ACTION ITEM:
When you return the data, keep every word exact and include none of the images.
= Beginning of Section =
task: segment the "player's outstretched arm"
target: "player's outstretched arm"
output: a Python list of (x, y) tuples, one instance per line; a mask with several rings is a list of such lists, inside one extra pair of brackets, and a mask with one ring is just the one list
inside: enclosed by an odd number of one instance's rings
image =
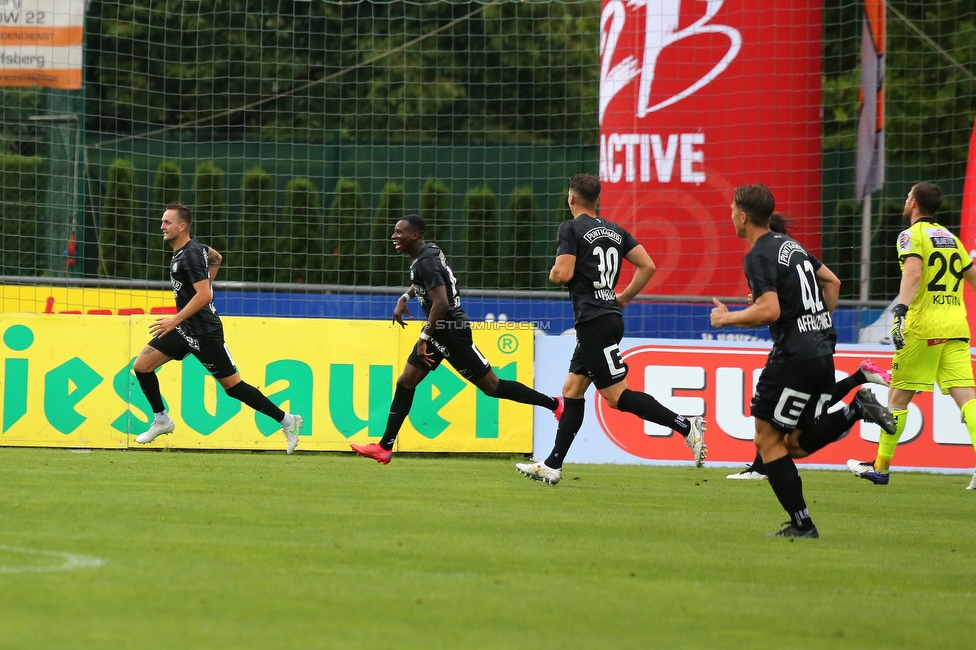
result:
[(403, 322), (403, 315), (411, 316), (410, 307), (408, 303), (410, 299), (416, 295), (413, 287), (410, 287), (403, 292), (403, 295), (397, 298), (396, 306), (393, 307), (393, 322), (400, 323), (400, 327), (406, 327), (407, 324)]
[(718, 298), (712, 298), (712, 304), (715, 305), (709, 315), (712, 327), (762, 327), (779, 320), (779, 296), (775, 291), (765, 292), (740, 311), (729, 311)]

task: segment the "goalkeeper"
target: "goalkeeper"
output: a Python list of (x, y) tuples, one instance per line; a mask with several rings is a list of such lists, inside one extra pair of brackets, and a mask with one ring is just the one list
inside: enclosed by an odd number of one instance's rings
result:
[[(940, 205), (942, 190), (932, 183), (918, 183), (905, 201), (903, 216), (911, 225), (898, 235), (902, 277), (891, 328), (895, 354), (888, 391), (888, 409), (897, 427), (894, 435), (881, 432), (873, 463), (847, 461), (855, 476), (877, 485), (888, 483), (909, 402), (917, 391), (931, 392), (934, 382), (959, 406), (976, 446), (976, 382), (963, 302), (963, 280), (976, 289), (976, 268), (959, 238), (936, 223)], [(976, 473), (966, 489), (976, 490)]]

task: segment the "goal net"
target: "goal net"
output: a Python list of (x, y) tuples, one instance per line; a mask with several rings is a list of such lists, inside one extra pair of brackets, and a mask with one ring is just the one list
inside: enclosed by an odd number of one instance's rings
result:
[[(25, 12), (79, 5), (83, 83), (52, 88), (24, 72), (58, 50), (25, 40), (43, 31)], [(601, 216), (658, 266), (628, 334), (710, 338), (711, 298), (748, 292), (732, 191), (761, 182), (841, 278), (836, 323), (855, 341), (897, 292), (912, 183), (942, 186), (958, 232), (974, 19), (948, 0), (0, 0), (4, 285), (96, 302), (105, 287), (163, 290), (159, 221), (180, 201), (224, 255), (221, 313), (387, 319), (409, 283), (393, 226), (419, 214), (472, 318), (558, 334), (572, 311), (548, 271), (569, 178), (586, 172)], [(884, 136), (867, 207), (865, 65)], [(5, 294), (4, 309), (32, 300)]]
= End of Section =
OUTPUT BELOW:
task: segment the "player's outstretched arm"
target: "player's outstretched arm"
output: a Python list of (x, y) tuples, one instance per line; a mask with several rings is a list of such lists, inside one extra pair of brackets, and a mask with one ring is just the one list
inside: enclosed by an odd number of one instance's rings
image =
result:
[(403, 322), (403, 315), (411, 316), (410, 307), (408, 303), (410, 299), (416, 295), (413, 287), (410, 287), (403, 292), (403, 295), (397, 298), (396, 306), (393, 307), (393, 322), (400, 323), (400, 327), (406, 327), (407, 324)]
[(718, 298), (712, 298), (712, 304), (715, 305), (709, 315), (712, 327), (762, 327), (779, 320), (779, 296), (775, 291), (765, 292), (740, 311), (729, 311)]

task: segment the "goalkeeper"
target: "goalkeeper"
output: a Python list of (x, y) tuples, one instance per line; a mask with several rings is a list of such lists, inside one extra pair of brackets, and a mask with one ring is just the one list
inside: enclosed by an odd number of one instance's rings
result:
[[(940, 205), (942, 190), (932, 183), (918, 183), (905, 201), (903, 216), (911, 225), (898, 235), (902, 277), (891, 328), (895, 354), (888, 391), (888, 409), (897, 427), (894, 435), (881, 432), (873, 463), (847, 461), (855, 476), (877, 485), (888, 483), (909, 402), (917, 391), (931, 392), (934, 382), (959, 406), (976, 446), (976, 382), (963, 302), (963, 280), (976, 289), (976, 268), (959, 238), (936, 223)], [(976, 473), (966, 489), (976, 490)]]

task: segment the "goal net"
target: "goal net"
output: a Python list of (x, y) tuples, one instance per line; a mask with several rings is a list of such lists, inside one extra pair of brackets, and a mask with one ring is just the one list
inside: enclosed by an odd number of one instance's rings
result:
[[(25, 12), (79, 5), (83, 83), (52, 88), (24, 72), (58, 50), (25, 40), (43, 31)], [(601, 216), (658, 266), (628, 334), (710, 338), (711, 298), (748, 292), (732, 191), (761, 182), (841, 278), (836, 323), (855, 341), (897, 292), (912, 183), (942, 186), (958, 232), (974, 19), (948, 0), (0, 0), (4, 285), (96, 302), (105, 287), (163, 290), (159, 221), (180, 201), (224, 255), (221, 313), (387, 319), (409, 283), (393, 226), (419, 214), (472, 318), (558, 334), (572, 311), (548, 271), (569, 178), (586, 172)], [(884, 136), (867, 207), (865, 65)], [(5, 294), (4, 309), (32, 300)]]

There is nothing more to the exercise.